_Text shown_:
•••

Dr. Kerri Seger, Senior Scientist at Applied Ocean Sciences
Dr. Kerri Seger will discuss an overview of a few ongoing projects that combine biology/ecology and conservation efforts with quantitative analysis and signal processing techniques. Impact volumes are regions of the ocean over which a species or hearing group of animals could be negatively affected by noise levels generated from human sources. Dr. Seger has worked on quantifying these impact volumes from pile driving in preparation of wind farm development along the East Coast of the United States and is working on impact volume models of simulations from possible shipping lane configurations if a megaport were to be built on the Pacific Coast of Colombia. The acoustic propagation model used in this work is the parabolic equation (Collins, 1993). The flip side of propagation modeling and simulation in marine mammal research is processing acoustic data to track and better understand animals in ecosystems of interest. Technology advancements have provided terabytes of data where manual analysis remains the most accurate way to process it. Signal processing techniques are rapidly expanding to analyze these data more quickly. Dr. Seger will present some ongoing work in applying Mode Decomposition algorithms (EMD and VMD) from the wireless communication field to the underwater acoustic field to semi-blindly detect and classify signals from marine fauna to process acoustic data more efficiently.

•••

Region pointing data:
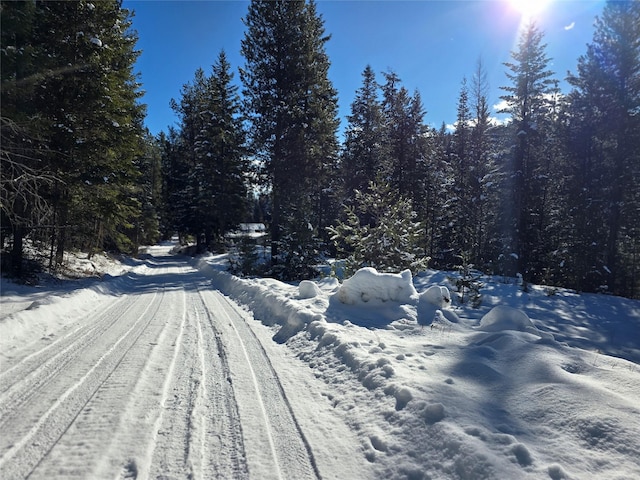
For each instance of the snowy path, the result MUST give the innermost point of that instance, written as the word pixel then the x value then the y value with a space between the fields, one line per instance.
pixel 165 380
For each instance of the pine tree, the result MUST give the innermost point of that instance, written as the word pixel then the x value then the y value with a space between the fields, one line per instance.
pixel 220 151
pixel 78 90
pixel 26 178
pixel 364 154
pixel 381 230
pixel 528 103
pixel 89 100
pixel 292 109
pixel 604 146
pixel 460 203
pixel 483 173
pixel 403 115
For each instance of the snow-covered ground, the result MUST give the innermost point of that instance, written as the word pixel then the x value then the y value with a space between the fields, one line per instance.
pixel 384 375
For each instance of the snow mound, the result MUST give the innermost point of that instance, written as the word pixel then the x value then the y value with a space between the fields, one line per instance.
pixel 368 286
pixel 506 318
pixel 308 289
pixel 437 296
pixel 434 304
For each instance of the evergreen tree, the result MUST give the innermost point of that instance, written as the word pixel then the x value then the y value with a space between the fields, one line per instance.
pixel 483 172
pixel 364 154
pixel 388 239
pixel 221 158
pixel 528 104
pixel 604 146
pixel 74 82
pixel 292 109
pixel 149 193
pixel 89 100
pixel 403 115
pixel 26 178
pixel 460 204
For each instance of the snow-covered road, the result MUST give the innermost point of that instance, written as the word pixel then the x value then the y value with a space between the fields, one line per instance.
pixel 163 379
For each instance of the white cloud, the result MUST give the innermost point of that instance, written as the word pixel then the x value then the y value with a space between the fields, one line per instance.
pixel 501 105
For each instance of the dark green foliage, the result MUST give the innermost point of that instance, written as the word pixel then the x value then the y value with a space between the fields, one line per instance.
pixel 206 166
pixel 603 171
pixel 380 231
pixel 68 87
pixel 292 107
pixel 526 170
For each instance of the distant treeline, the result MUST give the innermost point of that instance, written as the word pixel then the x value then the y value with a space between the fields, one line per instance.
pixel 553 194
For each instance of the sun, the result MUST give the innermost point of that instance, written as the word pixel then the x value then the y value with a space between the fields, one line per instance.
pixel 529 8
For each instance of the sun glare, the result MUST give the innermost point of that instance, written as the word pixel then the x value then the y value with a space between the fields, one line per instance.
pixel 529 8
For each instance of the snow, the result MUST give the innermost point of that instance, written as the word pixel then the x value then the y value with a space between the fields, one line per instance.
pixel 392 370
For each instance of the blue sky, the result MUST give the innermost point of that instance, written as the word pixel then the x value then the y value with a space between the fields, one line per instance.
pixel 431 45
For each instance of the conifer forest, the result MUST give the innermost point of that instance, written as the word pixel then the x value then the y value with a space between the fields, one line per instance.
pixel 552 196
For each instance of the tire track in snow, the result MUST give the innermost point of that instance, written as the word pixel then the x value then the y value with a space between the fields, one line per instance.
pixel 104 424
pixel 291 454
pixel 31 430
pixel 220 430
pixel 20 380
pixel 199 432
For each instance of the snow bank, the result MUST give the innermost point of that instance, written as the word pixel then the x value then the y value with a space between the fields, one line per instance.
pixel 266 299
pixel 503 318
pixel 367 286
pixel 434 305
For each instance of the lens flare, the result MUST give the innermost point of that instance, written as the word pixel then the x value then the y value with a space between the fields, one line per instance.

•••

_Questions_:
[A] List every named model or algorithm that the talk description on impact volumes and signal processing mentions.
[B] Continue the talk description on marine acoustic impact volumes and signal processing from its final sentence.
The records have no connection to the text.

_Answers to the problems_:
[A] The parabolic equation, EMD, and VMD.

[B]
Dr. Kerri Seger graduated from the Ohio State University in 2007 with a combined degree in zoology, ecology, and music education. After founding a music education non-profit in Haiti, she completed her PhD at the Scripps Institution of Oceanography, which focused on soundscape parameterization in grey and humpback whale habitats from Alaska to Mexico, density estimation of humpback whales using the sound pressure levels of their songs, and documentation of the social sound repertoires of humpback whales. Dr. Seger continued her research as a post-doc at the University of New Hampshire, and then as a Fulbright Scholar in Colombia, where she established a passive acoustic monitoring station and taught at the Universidad Pontificia Javeriana. She is now the lead bioacoustician at Applied Ocean Sciences.